Exercise details —
Can you reproduce, unchanged, the part of the entries that opens with the line containing "--target stemless wine glass" and runs through the last line of the entries?

Dataset content —
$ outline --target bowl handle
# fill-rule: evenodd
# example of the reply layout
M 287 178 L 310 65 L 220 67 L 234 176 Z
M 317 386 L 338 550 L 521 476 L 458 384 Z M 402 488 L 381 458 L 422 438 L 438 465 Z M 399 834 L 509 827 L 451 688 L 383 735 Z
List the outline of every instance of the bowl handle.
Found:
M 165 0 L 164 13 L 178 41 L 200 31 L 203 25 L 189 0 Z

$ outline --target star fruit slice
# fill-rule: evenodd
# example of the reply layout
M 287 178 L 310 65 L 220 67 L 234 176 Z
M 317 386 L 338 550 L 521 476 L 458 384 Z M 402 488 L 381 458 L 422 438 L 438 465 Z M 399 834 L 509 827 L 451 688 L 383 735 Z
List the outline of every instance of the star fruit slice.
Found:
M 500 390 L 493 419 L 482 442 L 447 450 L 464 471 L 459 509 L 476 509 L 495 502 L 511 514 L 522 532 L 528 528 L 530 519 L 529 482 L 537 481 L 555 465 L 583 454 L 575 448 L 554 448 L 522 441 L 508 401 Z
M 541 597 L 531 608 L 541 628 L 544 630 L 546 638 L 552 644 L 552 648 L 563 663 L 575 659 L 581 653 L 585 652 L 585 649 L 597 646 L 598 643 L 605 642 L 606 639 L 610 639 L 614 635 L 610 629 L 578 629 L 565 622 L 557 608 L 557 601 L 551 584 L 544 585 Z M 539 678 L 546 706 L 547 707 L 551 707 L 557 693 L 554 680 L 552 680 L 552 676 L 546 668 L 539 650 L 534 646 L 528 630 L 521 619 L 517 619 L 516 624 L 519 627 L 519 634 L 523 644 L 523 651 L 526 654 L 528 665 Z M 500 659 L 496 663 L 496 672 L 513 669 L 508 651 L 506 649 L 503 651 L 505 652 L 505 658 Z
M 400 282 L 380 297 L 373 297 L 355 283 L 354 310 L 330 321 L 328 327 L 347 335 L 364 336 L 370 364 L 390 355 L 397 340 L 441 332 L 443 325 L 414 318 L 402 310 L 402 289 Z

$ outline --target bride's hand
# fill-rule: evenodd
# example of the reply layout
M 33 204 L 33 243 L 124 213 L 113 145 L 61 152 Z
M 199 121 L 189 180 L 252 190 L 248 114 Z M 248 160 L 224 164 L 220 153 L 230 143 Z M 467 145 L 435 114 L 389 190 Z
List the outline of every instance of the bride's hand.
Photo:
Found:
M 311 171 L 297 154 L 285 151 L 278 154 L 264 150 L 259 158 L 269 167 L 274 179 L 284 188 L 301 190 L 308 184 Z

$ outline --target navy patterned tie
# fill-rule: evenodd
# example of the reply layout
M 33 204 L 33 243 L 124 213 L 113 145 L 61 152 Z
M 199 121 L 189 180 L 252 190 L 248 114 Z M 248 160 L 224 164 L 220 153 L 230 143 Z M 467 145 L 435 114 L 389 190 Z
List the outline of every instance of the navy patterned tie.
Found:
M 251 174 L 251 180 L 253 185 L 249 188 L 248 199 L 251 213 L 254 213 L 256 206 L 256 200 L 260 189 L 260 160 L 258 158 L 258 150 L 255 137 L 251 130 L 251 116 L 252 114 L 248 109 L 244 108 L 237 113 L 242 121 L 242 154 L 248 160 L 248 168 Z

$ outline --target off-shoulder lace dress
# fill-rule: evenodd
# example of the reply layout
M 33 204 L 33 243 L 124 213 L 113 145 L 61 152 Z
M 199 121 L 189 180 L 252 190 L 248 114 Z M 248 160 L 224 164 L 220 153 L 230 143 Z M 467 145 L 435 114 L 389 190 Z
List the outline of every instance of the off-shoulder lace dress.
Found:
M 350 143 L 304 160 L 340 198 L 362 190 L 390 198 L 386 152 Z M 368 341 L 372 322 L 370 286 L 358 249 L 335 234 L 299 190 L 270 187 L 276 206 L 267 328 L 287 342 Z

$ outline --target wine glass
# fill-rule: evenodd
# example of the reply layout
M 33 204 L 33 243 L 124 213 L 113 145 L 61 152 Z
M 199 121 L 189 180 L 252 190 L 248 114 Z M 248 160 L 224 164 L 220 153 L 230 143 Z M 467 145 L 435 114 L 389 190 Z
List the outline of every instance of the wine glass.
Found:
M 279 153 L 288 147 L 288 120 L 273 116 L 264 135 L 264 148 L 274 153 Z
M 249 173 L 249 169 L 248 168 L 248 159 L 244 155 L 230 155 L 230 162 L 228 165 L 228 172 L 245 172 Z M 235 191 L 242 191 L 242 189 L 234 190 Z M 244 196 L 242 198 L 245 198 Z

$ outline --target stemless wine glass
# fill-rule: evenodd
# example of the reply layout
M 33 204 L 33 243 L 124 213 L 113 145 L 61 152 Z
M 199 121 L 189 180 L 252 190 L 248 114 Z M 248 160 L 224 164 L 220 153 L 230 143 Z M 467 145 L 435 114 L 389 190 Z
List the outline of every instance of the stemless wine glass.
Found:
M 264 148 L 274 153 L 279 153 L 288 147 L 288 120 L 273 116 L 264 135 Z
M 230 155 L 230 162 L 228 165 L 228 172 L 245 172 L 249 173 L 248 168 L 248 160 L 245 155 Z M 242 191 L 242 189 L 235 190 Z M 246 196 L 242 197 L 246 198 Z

Answer to this problem —
$ outline --target stemless wine glass
# fill-rule: evenodd
# example of the reply layout
M 33 204 L 33 243 L 124 213 L 113 145 L 61 152 Z
M 199 121 L 189 180 L 252 190 L 248 114 Z M 248 160 L 224 164 L 220 153 L 230 143 Z M 467 145 L 435 114 L 389 190 Z
List the outline of every instance of the stemless wine glass.
Found:
M 264 148 L 274 153 L 279 153 L 288 147 L 288 120 L 273 116 L 264 135 Z
M 230 155 L 230 162 L 228 165 L 228 172 L 245 172 L 249 173 L 248 168 L 248 160 L 245 155 Z M 242 191 L 242 189 L 235 190 Z M 246 196 L 242 197 L 246 198 Z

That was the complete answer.